Clustering Ski Resorts

As a really ski fun, I wanted to take a look to what data we have about ski resorts and how we could label it. This a very small project, but also will give me an idea of how complex a project could be and what could be the most difficult steps.

I decided to use the web www.nevasport.com, which have a lot of users to understand what kind of information I could extract about ski resorts and their users. I wanted all this project had to be based on Python. I found an interesting Python module called BeautifulSoup, that together with webdriver allowed me to navigate through the site web pages and extract the information that I wanted. Of course, it would have been much easier if the site could provide APIs to be called and extract information, but that wasn´t the case. Maybe sites like this could start thinking about selling or making their data available for others.

Using those packages, I was able to extract the list of all users, the list of all the ski resorts in the system, how many ski resorts each user had visited and what are the rates for each user for the different resorts visited. This wasn´t a very easy task as I had to consider the format of each page and how the information was displayed in order to extract useful information.

Once the process to extract information was defined, all that info was dumped into flat files in my storage system. This was a time-consuming task as my computer had to browse the entire website. In fact, extracting all that information was the lengthier task in the process.

The next step in the process was to put some order to that data stored in flat files. As I wanted to run some queries against that data, I decided to use containers to bring up a mysql instance and fill a database with the data collected, so I could run some queries to understand better what information we had.

At that site, users can rate ski resorts based on different characteristics, like easy access, freeride areas, easy slopes, family ski, etc… I thought this could be quite interesting in order to classify ski resorts depending on those characteristics.

For example, we could find good resorts for beginners based on the ski resort access, how easy is to reach the beginners areas and if they have good slopes for beginners. With the extracted data, I used sklearn and KMeans to classify the ski resorts based on those characteristics.

Dataset content:
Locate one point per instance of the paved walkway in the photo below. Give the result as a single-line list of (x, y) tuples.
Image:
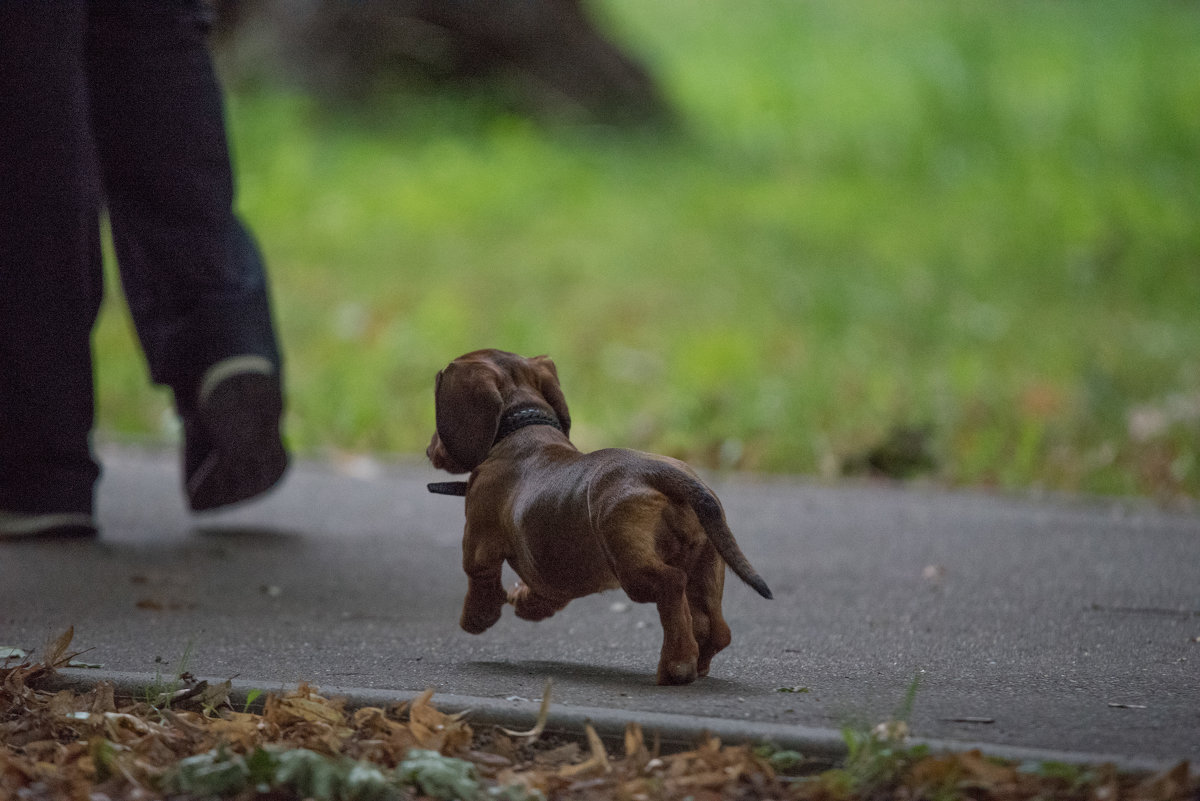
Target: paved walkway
[(1048, 625)]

Your tasks:
A) In the post on clustering ski resorts, which Python module was paired with webdriver to navigate the site's pages?
B) According to the post on clustering ski resorts, what information was extracted from the site? List each item.
The listing isn't needed here.

Responses per task:
A) BeautifulSoup

B)
- The list of all users
- The list of all the ski resorts in the system
- How many ski resorts each user had visited
- The rates each user gave for the different resorts visited